**WRITTEN REQUEST 1**:
Count the lines in the records below that contain the string "concrete", and give only the number.

**DOCUMENT EXCERPT**:
____________
# Anyone keep/breed White Lipped Pythons?



## Sock Puppet (May 23, 2009)

Just wondering if anyone keeps or breeds White Lipped Pythons (Leiopython Albertisii) ? 

They're currently listed on the 2009 DECC (NSW) Native Animal Keepers Species List (page 26, Code 2617, Class R2)
http://www.environment.nsw.gov.au/resources/nature/CurrentSpeciesList.pdf

I know they're pretty rare in Aus. Actually I believe they don't occur on the mainland, just some Torres Strait islands? Please correct me if I'm wrong.

I haven't seen any on the usual sites (APS, Herp Trader etc) so was just wondering if there were any kept in private collections. 

If anyone were breeding them, how much would a hatchie go for?

If anyone has one/some, would love to see pics!


----------



## whiteyluvsrum (May 23, 2009)

ive never seen them advertised.


----------



## Jonno from ERD (May 23, 2009)

G'day Tonksy,

The story is that there are two males left with a keeper in NSW. There was also a pair bought a long time ago from a wildlife park by two private keepers in SA, but they both died before they could be bred. So basically, no White Lipped Pythons for us.


----------



## Sock Puppet (May 23, 2009)

Jonno from ERD said:


> G'day Tonksy,
> 
> The story is that there are two males left with a keeper in NSW. There was also a pair bought a long time ago from a wildlife park by two private keepers in SA, but they both died before they could be bred. So basically, no White Lipped Pythons for us.


 
Two males eh? Don't think there'll be too many hatchies coming out of that pair then.....
Oh well, was just a speculator question, they're an amazing looking snake, just never saw them advertised.

Thanks for the replies Whitey & Jonno


----------



## getarealdog (May 23, 2009)

*White Lip!*

Don't Know


----------



## pythons73 (May 23, 2009)

That one getarealdog is amazing,defiantly alot different to the pictures ive seen.The majority are darker in colour,i wish there was some around,as i think they are awesome.Its ashame that their is 2 males,and not a pair,if their was any for sale,what price tag would they be at,i could imagine that they would sell for a nice amount.


----------



## m.punja (May 23, 2009)

what is their scientific name. It's the first I've ever heard or seen of them. are they a liasis?


----------



## pythonmum (May 23, 2009)

Price would depend on how much people want to pay! If rare and good looking an auction might give the best indication of price. Without possible mates, price would not be as high because no breeding potential.


----------



## pythons73 (May 23, 2009)

Leiopython Albertisii,aka White Lipped Python


----------



## Sock Puppet (May 23, 2009)

pythons73 said:


> That one getarealdog is amazing,defiantly alot different to the pictures ive seen.The majority are darker in colour,i wish there was some around,as i think they are awesome.Its ashame that their is 2 males,and not a pair,if their was any for sale,what price tag would they be at,i could imagine that they would sell for a nice amount.


 
I've read there are two colour phases, a dark one & a golden one, I've only ever seen pics of the goldens. Nice pic btw



m.punja said:


> what is their scientific name. It's the first I've ever heard or seen of them. are they a liasis?


 
Check my opening post on this thread for scientific name, it's Leiopython Albertisii.
____________
**WRITTEN REQUEST 2**:
Please copy the White Lipped Python thread above, starting at "I know they're" and ending at "if I'm wrong.", with "mainland" changed to "continent".

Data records
____________
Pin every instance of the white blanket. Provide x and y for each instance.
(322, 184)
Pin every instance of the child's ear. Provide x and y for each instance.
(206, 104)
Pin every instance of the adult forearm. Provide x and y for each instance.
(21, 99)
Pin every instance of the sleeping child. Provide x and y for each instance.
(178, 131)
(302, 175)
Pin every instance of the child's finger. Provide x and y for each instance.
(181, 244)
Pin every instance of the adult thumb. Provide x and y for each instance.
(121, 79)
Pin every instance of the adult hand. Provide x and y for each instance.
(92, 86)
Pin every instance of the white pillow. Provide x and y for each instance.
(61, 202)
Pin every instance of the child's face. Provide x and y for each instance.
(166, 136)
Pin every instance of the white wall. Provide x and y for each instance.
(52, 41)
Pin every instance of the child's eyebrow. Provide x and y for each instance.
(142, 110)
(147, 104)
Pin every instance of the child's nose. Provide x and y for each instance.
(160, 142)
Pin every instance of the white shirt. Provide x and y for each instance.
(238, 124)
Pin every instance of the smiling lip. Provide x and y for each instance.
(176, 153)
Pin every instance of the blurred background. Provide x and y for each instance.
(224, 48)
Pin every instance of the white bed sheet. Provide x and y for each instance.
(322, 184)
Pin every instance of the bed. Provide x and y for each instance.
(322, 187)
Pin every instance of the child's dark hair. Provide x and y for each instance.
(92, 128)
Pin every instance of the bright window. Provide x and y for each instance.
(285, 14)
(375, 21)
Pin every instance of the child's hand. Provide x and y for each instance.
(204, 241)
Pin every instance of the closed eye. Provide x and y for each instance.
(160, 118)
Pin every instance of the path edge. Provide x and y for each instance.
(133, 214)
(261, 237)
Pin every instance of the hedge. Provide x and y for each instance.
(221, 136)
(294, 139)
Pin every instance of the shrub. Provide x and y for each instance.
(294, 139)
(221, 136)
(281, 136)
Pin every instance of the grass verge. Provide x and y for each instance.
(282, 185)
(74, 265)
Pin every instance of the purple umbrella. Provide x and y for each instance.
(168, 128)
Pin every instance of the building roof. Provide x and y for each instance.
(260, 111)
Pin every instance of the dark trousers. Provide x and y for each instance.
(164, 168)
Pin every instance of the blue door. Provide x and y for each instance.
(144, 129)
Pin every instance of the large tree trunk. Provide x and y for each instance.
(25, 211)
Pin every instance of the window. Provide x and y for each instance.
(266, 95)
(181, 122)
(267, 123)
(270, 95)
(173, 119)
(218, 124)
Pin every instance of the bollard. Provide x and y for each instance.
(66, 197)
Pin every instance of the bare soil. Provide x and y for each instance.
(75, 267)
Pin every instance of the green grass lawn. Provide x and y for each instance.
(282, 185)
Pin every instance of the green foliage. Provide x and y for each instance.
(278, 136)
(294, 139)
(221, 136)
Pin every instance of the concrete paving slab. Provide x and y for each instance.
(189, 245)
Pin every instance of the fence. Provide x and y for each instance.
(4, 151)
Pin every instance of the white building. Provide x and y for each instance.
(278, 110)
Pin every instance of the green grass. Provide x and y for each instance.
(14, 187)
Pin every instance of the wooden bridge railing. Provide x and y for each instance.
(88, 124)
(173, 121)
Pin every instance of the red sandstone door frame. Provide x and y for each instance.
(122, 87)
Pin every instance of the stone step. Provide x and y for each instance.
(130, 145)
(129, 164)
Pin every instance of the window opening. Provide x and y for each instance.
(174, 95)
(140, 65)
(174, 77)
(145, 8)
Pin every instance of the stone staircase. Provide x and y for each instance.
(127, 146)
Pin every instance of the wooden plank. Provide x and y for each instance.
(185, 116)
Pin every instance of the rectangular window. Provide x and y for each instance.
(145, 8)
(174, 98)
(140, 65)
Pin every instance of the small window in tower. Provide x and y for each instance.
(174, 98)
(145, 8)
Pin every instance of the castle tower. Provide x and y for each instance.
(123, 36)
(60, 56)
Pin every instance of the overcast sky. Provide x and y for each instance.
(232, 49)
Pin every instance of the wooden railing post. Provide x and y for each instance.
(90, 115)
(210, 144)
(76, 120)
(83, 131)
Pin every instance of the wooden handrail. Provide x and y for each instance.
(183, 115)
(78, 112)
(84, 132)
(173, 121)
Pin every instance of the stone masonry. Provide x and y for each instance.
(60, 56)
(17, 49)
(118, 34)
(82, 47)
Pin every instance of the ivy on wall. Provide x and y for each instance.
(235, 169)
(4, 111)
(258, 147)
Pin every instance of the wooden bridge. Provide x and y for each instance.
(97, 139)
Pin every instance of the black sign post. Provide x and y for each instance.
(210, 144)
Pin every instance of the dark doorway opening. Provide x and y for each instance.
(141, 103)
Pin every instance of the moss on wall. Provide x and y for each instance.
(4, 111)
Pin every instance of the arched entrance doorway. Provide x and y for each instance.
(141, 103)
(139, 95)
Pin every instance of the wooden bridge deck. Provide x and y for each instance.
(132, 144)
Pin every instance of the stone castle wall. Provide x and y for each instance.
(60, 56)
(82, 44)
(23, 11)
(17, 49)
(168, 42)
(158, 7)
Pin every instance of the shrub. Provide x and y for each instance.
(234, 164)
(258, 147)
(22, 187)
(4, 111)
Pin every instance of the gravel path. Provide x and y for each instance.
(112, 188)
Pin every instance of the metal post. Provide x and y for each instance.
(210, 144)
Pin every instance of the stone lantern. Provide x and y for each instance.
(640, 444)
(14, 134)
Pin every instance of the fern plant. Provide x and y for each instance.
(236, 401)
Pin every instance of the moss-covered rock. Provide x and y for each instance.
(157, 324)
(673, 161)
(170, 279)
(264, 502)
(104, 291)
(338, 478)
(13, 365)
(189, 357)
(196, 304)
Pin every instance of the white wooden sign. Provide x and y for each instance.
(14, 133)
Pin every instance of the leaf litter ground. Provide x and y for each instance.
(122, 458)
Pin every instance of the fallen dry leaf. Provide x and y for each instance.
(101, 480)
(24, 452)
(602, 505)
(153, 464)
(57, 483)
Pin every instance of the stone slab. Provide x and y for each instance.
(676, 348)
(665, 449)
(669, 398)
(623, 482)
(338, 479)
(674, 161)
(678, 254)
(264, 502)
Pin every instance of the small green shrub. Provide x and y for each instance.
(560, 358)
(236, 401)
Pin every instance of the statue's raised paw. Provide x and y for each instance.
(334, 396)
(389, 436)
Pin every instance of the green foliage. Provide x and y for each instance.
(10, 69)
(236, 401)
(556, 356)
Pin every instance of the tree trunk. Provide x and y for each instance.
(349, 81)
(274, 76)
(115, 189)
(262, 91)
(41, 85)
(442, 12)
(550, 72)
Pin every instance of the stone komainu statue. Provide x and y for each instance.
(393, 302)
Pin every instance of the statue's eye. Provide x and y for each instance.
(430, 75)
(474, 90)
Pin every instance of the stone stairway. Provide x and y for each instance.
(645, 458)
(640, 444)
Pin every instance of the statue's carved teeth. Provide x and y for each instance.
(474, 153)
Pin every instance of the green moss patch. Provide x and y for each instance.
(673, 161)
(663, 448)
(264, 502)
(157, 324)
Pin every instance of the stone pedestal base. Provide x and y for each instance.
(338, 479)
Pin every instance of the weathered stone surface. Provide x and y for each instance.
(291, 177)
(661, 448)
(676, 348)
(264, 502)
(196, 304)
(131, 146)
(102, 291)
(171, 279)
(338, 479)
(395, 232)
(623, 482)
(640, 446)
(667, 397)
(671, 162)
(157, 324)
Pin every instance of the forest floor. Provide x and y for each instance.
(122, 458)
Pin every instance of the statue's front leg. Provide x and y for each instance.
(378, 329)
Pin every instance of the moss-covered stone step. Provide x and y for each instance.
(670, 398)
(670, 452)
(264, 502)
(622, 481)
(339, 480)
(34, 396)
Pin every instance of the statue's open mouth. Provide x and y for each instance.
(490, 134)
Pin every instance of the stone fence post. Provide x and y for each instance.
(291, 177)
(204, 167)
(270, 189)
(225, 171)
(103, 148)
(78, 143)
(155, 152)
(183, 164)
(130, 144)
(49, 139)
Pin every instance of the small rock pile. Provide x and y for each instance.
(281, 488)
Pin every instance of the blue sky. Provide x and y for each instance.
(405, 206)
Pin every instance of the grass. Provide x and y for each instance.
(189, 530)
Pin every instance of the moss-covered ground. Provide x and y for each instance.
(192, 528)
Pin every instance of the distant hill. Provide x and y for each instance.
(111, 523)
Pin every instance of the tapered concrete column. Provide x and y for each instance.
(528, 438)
____________
**ANSWER 1**:
2

**ANSWER 2**:
I know they're pretty rare in Aus. Actually I believe they don't occur on the continent, just some Torres Strait islands? Please correct me if I'm wrong.